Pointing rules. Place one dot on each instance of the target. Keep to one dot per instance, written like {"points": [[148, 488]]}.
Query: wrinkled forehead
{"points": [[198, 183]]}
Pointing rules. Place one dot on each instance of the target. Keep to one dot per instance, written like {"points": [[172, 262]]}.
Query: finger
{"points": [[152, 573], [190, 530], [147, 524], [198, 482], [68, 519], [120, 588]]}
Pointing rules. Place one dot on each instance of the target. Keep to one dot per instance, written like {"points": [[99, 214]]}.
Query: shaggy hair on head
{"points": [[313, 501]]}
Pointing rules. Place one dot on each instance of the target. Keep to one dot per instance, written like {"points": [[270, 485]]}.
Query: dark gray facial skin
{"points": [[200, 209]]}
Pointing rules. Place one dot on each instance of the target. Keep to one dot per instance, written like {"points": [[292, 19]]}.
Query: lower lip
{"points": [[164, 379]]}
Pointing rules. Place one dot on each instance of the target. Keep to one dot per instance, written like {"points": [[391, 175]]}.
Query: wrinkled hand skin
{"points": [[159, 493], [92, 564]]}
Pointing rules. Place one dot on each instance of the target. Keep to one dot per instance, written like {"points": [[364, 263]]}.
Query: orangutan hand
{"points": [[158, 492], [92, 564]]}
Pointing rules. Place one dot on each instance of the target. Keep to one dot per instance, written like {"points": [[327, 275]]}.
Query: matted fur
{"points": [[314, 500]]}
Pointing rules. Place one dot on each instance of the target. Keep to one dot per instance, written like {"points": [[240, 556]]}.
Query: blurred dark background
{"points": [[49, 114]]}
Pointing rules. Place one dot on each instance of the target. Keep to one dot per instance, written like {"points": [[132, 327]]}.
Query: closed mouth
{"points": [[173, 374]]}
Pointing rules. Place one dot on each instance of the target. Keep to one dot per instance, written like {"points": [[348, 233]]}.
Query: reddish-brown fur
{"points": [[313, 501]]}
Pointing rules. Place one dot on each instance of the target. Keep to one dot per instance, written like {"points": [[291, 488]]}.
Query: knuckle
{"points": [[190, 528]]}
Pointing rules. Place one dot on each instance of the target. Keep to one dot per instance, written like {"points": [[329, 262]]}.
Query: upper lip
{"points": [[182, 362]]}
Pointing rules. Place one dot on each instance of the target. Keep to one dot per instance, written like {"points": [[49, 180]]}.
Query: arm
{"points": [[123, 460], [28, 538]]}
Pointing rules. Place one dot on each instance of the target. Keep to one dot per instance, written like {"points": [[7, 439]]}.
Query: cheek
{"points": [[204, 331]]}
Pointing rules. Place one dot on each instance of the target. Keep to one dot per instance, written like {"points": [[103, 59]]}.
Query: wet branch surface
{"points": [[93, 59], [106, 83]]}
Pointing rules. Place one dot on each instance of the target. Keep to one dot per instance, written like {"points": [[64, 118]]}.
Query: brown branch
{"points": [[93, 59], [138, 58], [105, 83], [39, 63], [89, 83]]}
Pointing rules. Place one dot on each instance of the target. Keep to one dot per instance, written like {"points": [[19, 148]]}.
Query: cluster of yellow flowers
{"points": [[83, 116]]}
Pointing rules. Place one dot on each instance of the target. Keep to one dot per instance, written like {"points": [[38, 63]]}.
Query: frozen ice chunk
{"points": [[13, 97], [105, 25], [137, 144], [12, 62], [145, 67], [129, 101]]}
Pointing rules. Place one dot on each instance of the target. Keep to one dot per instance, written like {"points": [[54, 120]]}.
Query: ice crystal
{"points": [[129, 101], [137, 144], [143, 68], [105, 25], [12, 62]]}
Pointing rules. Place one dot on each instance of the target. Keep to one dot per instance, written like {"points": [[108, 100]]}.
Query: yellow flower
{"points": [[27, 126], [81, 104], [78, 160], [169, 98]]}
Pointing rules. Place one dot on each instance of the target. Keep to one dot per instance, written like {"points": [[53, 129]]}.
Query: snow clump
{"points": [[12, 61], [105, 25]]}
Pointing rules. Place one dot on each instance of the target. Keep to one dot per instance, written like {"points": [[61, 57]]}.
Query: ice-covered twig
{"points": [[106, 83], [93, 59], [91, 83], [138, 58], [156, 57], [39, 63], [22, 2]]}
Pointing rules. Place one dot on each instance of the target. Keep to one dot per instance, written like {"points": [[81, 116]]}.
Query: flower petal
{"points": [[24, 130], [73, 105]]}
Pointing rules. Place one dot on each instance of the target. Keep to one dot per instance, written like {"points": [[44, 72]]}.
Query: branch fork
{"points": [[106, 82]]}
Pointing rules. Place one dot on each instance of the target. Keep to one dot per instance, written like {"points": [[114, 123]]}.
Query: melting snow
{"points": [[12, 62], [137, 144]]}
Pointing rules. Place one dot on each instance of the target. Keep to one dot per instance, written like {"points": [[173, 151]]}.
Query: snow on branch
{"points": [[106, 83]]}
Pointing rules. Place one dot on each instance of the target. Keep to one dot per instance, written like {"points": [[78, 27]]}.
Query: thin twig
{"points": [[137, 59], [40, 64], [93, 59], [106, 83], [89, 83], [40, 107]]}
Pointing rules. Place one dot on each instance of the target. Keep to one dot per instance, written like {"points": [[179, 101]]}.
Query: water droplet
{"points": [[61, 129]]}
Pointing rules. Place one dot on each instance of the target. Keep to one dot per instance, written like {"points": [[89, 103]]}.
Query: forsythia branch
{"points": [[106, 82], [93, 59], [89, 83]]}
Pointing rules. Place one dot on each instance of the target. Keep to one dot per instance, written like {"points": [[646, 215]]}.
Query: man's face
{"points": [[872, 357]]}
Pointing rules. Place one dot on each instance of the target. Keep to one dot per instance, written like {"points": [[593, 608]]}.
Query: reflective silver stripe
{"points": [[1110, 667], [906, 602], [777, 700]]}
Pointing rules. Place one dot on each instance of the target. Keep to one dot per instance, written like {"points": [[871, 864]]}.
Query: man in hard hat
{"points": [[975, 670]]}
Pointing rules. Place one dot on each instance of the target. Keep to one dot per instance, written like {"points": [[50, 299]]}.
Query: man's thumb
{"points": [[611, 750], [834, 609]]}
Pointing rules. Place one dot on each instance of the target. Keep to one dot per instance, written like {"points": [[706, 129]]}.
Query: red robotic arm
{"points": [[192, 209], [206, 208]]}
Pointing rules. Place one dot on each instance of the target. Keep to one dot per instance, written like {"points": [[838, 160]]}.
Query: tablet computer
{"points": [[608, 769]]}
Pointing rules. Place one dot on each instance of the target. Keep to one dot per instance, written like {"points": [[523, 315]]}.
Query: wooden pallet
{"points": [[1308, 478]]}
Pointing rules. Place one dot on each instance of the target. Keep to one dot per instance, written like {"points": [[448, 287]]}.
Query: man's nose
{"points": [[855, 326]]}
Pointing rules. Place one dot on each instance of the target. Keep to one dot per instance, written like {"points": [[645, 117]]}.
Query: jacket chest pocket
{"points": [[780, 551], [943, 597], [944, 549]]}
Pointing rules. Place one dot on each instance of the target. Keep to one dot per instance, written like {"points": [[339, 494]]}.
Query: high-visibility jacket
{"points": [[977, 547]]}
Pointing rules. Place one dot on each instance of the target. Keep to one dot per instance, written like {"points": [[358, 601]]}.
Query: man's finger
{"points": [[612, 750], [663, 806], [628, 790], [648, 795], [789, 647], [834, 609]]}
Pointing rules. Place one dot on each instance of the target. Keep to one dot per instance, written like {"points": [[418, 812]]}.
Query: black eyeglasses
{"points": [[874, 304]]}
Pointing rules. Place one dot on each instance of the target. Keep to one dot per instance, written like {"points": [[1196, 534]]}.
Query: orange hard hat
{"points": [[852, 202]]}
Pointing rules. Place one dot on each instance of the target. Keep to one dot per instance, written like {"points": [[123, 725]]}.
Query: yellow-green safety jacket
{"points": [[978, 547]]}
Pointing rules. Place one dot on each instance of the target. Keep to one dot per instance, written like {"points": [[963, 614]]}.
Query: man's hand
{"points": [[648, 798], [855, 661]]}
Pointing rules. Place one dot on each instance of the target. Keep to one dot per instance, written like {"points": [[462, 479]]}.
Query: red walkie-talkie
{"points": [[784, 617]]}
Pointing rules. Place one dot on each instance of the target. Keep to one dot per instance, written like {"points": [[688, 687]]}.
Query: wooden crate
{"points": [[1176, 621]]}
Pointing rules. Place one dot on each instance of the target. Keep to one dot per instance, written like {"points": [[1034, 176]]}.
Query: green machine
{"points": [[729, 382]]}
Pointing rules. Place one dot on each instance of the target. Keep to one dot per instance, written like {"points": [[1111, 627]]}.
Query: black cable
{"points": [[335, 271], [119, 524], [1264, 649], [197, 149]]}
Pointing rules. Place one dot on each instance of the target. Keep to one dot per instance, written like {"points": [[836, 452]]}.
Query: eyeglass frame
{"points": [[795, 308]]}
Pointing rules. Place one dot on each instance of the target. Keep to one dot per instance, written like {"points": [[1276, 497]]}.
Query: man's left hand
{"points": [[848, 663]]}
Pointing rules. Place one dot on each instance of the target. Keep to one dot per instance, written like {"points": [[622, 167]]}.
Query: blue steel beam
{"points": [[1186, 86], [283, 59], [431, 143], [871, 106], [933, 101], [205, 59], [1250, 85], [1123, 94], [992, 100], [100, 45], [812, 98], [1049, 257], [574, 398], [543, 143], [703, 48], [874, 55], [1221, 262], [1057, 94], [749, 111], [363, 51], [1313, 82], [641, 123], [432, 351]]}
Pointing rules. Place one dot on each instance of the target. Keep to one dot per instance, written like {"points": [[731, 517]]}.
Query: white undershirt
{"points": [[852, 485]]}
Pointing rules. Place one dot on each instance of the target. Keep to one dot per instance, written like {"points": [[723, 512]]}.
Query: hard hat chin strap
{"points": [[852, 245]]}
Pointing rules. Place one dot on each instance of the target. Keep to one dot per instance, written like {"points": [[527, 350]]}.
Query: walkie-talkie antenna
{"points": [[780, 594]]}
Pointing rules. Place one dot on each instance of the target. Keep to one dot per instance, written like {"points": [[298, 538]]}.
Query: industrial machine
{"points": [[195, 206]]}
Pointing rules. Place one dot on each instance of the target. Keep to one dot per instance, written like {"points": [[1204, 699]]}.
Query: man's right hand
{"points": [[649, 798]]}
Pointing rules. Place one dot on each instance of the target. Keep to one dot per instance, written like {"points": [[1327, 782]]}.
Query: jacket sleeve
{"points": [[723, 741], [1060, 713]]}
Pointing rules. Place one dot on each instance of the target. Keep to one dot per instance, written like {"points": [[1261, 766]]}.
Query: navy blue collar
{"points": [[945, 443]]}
★ ★ ★ ★ ★ ★ ★
WHAT YOU SHOULD DO:
In how many lines of the entries above does the word "jacket" appear? Capital and small letters must match. Reply with the number only.

THE RESULT:
4